Will SQL update affect its subquery during the update run? - mysql

I'm just composing a complex update query which looks more or less like this:
update table join
(select y, min(x) as MinX
from table
group by y) as t1
using (y)
set x = x - MinX
Which means that the variable x is updated based on the subquery, which also processes variable x - but couldn't this x already be modified by the running update command? Isn't this a problem? I mean, in normal programming you normally have to handle this explicitly, i.e. store new value to some other place from the old value and after the job is done, replace the old value with new... but how will SQL database do this?
I'm not interested in a single observation or experiment. I would like to have a snippet from the docs or sql standard that will say what is the defined behaviour in this case. I'm using MySQL, but answers valid also for other PostgresQL, Oracle, etc. and especially for SQL standard in general are appreciated. Thanks!

** Edited **
Selecting from the target table
From 13.2.9.8. Subqueries in the FROM Clause:
Subqueries in the FROM clause can return a scalar, column, row, or table. Subqueries in the FROM clause cannot be correlated subqueries, unless used within the ON clause of a JOIN operation.
So, yes, you can perform the above query.
The problem
There are really two problems here. There's concurrency, or ensuring that no one else changes the data out from under our feet. This is handled with locking. Dealing with the actual modification of new versus old values is handled with derived tables.
Locking
In the case of your query above, with InnoDB, MySQL performs the SELECT first, and acquires a read (shared) lock on each row in the table individually. If you had a WHERE clause in the SELECT statement, then only the records you select would be locked, where ranges would cause any gaps to be locked as well.
A read lock prevents any other query from acquiring write locks, so records can't be updated from elsewhere while they're read locked.
Then, MySQL acquires a write (exclusive) lock on each of the records in the table individually. If you had a WHERE clause in your UPDATE statement, then only the specific records would be write locked, and again, if the WHERE clause selected a range, then you would have a range locked.
Any record that had a read lock from the previous SELECT would automatically be escalated to a write lock.

**Provided records:**
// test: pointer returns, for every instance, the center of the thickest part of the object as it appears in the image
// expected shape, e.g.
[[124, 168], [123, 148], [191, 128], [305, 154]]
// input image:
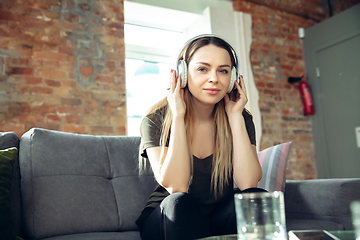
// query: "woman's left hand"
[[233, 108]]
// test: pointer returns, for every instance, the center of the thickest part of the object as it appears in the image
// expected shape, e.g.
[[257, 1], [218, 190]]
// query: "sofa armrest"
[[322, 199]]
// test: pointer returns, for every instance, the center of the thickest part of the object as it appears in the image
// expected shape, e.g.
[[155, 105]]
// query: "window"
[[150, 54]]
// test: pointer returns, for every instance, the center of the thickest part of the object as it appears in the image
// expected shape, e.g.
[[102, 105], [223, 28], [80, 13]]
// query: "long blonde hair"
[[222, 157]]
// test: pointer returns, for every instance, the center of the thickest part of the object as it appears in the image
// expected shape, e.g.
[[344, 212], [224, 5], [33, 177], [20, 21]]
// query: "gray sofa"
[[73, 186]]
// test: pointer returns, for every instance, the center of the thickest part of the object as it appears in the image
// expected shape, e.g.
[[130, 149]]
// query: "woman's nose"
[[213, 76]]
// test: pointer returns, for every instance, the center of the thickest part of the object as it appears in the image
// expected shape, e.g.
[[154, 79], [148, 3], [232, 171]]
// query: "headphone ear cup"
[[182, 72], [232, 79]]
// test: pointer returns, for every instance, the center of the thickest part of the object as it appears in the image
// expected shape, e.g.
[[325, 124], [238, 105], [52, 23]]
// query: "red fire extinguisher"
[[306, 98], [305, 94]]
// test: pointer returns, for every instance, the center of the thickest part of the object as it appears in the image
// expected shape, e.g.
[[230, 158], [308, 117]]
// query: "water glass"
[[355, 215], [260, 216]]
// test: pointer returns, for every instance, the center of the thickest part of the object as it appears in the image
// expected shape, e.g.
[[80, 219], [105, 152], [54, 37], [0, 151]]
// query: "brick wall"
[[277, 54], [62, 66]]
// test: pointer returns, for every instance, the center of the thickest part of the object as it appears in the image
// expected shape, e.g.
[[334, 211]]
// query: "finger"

**Problems:**
1. Summarize the MySQL update thread in two sentences.
2. Duplicate the passage of the MySQL update thread that begins at the words "So, yes, you" and stops after "with derived tables.".
The listing is separate material with no connection to the MySQL update thread.

**Answers to the problems:**
1. A user asks whether an UPDATE that joins a subquery on the same table could see values of x already changed by the running update, and wants documented behavior rather than an experiment. The reply says the query is allowed because subqueries in the FROM clause can return a table, that old versus new values are handled with derived tables, and that with InnoDB MySQL first read-locks the rows for the SELECT and then write-locks them for the UPDATE, escalating existing read locks.

2.
So, yes, you can perform the above query.
The problem
There are really two problems here. There's concurrency, or ensuring that no one else changes the data out from under our feet. This is handled with locking. Dealing with the actual modification of new versus old values is handled with derived tables.